--- START ENTRIES SHOWN ---

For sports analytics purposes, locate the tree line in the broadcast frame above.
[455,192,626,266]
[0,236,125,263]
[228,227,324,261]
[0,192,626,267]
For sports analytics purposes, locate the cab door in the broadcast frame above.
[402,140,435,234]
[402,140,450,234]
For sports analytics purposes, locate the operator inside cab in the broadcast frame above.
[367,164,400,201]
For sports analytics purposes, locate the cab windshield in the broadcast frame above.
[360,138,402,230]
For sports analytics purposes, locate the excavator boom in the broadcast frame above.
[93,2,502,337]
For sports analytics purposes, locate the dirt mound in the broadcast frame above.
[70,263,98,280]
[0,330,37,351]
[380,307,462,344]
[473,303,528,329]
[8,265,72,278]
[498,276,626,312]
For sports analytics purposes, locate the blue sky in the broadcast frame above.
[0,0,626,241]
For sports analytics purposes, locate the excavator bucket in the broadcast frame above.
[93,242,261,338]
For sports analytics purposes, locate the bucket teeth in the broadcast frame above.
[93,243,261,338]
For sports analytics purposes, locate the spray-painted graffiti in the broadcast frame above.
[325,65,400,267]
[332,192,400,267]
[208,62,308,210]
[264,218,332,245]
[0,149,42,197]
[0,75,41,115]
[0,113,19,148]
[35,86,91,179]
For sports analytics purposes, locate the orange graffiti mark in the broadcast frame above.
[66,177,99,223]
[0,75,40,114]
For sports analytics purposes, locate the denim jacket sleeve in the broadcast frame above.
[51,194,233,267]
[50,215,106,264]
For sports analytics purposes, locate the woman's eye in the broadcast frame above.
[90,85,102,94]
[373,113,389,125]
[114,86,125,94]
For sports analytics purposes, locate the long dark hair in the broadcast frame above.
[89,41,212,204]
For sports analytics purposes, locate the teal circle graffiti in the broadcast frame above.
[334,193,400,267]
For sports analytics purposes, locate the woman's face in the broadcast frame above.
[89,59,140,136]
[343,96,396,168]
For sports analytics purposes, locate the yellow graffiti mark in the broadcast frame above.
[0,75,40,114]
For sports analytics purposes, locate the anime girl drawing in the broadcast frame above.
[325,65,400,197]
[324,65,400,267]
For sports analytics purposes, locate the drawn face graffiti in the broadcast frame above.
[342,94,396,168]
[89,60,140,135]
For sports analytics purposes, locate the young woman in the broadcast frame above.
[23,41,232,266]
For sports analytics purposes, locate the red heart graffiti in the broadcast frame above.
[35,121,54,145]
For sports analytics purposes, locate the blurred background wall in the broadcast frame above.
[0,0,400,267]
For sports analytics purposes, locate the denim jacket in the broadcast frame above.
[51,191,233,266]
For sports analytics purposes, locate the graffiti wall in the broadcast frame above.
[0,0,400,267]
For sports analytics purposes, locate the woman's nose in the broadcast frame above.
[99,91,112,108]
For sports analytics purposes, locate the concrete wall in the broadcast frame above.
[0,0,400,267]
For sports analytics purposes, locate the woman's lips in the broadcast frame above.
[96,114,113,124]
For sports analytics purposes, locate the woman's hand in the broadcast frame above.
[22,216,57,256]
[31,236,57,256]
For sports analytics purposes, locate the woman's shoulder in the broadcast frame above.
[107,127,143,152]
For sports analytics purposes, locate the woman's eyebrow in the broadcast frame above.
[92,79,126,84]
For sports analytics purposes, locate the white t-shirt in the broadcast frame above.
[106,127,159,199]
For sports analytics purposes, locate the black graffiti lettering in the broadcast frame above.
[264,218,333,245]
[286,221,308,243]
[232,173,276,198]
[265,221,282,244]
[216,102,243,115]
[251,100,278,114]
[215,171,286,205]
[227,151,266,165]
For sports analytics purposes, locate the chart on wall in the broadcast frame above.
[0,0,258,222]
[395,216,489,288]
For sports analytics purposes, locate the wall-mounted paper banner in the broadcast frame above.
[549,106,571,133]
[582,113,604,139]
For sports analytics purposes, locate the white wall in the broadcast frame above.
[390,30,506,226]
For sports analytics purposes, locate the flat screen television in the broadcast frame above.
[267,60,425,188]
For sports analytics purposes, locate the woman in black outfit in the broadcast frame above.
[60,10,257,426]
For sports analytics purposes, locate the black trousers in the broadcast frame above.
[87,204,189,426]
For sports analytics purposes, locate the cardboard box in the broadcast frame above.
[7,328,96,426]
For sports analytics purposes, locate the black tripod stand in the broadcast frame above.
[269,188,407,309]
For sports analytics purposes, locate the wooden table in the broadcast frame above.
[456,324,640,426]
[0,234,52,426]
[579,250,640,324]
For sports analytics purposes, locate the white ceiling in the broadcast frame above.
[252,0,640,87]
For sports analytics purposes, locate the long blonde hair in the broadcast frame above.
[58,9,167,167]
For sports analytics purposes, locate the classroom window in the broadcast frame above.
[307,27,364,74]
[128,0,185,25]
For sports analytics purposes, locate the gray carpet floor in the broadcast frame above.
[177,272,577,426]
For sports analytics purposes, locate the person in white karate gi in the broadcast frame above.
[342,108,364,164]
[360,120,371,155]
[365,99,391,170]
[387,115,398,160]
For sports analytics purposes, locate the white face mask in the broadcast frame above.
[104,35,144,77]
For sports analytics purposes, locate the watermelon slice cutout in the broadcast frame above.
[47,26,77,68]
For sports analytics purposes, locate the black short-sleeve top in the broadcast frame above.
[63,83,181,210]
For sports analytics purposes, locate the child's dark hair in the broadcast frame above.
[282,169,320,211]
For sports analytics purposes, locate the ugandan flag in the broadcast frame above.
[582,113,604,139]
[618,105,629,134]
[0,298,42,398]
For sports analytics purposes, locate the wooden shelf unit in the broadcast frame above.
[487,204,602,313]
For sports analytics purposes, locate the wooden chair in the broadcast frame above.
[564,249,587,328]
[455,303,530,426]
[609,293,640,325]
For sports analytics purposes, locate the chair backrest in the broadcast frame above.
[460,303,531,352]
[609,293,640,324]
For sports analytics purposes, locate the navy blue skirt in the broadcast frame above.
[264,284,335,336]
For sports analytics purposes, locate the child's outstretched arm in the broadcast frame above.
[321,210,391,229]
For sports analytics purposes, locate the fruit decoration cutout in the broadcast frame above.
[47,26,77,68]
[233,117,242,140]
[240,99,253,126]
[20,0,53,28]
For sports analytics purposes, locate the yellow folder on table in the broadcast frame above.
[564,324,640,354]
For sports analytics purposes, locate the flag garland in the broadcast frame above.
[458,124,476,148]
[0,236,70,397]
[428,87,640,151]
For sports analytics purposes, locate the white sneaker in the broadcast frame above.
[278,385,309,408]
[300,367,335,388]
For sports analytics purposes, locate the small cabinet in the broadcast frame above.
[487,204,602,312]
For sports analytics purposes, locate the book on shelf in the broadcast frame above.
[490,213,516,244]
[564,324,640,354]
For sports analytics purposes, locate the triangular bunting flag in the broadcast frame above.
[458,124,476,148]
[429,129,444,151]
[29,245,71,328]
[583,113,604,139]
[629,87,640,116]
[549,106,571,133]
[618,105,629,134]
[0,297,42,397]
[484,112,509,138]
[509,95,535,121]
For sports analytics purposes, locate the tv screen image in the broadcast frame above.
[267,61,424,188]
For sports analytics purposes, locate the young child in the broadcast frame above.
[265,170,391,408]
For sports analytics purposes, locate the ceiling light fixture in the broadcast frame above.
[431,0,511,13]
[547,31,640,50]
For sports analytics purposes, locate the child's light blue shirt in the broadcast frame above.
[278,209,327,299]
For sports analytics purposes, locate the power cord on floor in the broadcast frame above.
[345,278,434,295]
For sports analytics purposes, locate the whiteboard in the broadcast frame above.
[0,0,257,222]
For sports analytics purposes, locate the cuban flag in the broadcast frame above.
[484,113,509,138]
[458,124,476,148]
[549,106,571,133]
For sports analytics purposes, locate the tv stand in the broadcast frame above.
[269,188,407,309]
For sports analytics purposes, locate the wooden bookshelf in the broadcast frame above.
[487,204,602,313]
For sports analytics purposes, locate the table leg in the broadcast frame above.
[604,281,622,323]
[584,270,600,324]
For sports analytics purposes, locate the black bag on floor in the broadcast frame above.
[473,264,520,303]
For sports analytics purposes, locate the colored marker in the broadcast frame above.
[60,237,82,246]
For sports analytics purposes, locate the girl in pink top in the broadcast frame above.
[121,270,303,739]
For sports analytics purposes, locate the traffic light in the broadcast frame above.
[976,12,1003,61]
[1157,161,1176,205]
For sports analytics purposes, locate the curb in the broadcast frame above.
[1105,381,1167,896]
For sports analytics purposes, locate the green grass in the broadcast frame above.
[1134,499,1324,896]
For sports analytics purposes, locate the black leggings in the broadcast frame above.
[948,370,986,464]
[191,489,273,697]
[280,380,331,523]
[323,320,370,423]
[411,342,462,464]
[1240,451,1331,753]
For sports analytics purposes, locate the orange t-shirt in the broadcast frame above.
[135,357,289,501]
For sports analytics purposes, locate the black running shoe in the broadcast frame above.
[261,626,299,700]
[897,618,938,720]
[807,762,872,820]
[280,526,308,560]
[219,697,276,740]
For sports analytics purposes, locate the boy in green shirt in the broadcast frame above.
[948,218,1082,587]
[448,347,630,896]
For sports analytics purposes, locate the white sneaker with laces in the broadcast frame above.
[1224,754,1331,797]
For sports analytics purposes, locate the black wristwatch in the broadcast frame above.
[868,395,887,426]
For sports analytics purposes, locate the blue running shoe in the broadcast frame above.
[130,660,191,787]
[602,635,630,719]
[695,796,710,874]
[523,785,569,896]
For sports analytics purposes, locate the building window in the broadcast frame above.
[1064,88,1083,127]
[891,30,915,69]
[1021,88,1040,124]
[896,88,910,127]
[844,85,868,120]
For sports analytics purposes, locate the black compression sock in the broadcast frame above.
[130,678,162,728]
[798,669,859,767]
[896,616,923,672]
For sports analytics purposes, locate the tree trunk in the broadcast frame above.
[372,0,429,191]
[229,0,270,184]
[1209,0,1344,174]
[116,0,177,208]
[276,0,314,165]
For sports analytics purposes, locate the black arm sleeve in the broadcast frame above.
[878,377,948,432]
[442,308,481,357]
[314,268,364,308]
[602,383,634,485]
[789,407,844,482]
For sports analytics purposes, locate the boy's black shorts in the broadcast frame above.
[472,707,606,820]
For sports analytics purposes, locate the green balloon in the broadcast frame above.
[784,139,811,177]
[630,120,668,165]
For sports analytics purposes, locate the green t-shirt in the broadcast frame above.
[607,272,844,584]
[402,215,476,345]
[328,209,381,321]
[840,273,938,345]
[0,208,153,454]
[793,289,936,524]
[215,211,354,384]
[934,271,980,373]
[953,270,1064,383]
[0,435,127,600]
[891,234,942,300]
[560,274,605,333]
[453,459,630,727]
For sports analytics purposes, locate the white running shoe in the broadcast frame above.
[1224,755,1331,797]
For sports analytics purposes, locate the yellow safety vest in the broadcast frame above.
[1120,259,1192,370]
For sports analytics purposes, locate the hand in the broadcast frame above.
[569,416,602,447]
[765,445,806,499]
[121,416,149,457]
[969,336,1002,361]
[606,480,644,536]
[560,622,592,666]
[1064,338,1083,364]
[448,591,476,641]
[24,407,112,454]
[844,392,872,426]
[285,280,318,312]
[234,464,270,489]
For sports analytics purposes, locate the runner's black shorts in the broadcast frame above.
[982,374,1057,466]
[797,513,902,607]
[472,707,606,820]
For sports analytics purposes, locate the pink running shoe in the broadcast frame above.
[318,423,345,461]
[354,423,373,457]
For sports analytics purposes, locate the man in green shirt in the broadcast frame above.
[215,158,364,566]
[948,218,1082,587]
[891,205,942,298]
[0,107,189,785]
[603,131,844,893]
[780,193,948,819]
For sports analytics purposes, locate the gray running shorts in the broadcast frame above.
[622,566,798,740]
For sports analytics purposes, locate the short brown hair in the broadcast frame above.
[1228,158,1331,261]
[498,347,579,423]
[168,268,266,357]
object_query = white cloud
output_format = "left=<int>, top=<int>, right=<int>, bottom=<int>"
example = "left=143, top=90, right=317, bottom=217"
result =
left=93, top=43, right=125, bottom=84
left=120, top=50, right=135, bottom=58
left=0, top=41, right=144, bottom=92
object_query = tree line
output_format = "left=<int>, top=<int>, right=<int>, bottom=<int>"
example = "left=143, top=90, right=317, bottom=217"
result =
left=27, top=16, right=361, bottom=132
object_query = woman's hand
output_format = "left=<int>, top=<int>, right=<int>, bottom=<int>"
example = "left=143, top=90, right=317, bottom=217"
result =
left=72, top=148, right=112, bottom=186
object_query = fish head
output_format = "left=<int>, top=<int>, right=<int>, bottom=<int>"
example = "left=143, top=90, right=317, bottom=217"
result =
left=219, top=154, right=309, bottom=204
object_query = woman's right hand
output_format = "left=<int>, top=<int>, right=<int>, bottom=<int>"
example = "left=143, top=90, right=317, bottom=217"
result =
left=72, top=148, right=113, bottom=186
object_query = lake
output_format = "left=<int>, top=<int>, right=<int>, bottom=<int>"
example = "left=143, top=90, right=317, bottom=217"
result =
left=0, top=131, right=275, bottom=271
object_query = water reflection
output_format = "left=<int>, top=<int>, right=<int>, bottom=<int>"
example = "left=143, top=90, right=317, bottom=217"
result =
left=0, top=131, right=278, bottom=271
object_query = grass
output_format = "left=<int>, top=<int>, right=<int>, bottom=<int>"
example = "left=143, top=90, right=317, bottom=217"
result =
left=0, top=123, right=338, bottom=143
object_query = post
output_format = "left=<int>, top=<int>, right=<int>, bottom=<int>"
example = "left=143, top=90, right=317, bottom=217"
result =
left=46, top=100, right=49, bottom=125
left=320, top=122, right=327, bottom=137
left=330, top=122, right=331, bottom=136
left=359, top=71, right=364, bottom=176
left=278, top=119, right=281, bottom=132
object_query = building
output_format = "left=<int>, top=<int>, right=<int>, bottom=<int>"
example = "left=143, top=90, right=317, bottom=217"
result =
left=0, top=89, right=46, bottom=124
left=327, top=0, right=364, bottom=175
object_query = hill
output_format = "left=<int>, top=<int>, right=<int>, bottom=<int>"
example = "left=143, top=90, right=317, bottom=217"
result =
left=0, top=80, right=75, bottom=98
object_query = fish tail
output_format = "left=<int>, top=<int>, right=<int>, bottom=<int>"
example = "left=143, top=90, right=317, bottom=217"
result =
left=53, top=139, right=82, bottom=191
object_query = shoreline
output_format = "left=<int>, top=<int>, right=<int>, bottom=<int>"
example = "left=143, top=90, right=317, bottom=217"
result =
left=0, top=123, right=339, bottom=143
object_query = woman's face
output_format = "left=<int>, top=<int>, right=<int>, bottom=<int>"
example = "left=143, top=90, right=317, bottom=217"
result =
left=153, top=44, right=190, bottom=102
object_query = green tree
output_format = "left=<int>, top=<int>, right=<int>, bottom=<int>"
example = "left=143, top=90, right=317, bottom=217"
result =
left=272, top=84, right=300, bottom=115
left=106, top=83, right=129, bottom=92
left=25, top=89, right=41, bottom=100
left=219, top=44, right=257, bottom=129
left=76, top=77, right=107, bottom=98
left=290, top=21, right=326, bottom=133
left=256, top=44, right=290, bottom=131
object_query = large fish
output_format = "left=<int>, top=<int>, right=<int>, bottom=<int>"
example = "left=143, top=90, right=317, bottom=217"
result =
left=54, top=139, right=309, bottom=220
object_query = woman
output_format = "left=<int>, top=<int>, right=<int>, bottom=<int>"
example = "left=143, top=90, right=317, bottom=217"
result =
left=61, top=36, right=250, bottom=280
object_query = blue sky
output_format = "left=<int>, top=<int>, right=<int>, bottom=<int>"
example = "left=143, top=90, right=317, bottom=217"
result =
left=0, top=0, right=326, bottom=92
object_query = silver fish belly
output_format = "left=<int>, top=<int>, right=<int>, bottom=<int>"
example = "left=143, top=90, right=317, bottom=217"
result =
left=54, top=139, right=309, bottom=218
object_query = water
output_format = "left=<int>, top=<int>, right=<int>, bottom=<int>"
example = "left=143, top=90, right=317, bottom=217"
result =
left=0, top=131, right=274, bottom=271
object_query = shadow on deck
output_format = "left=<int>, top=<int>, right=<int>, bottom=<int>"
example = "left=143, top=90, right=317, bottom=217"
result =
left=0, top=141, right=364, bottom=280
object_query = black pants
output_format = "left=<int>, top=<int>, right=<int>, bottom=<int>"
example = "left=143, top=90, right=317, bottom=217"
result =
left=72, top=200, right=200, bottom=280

--- END ENTRIES SHOWN ---

THE REQUEST: Rewrite the records starting with the line that contains "For sports analytics purposes, locate the white wall" and going on through the line that contains "[177,272,577,426]", changing "broadcast frame" to "video still" and leaving everything else as it is.

OUTPUT FOR THIS TASK:
For sports analytics purposes, locate the white wall in the video still above.
[390,30,506,226]
For sports analytics purposes, locate the flat screen television in the video still above.
[267,60,425,188]
For sports analytics purposes, locate the woman in black outfit in the video still above.
[60,10,257,426]
For sports analytics purposes, locate the black trousers in the video still above.
[87,204,189,426]
For sports analytics purposes, locate the cardboard box in the video still above.
[7,328,96,426]
For sports analytics purposes, locate the black tripod stand in the video still above.
[269,188,407,309]
For sports analytics purposes, locate the wooden table in the video still above.
[456,324,640,426]
[0,234,52,426]
[579,250,640,324]
For sports analytics purposes, locate the white ceiling in the video still above.
[252,0,640,87]
For sports analytics purposes, locate the long blonde hair in the video still above.
[58,9,167,167]
For sports analytics purposes, locate the classroom window in the video still above.
[307,27,364,74]
[128,0,185,25]
For sports analytics purposes, locate the gray carpet floor in the video still above.
[177,272,577,426]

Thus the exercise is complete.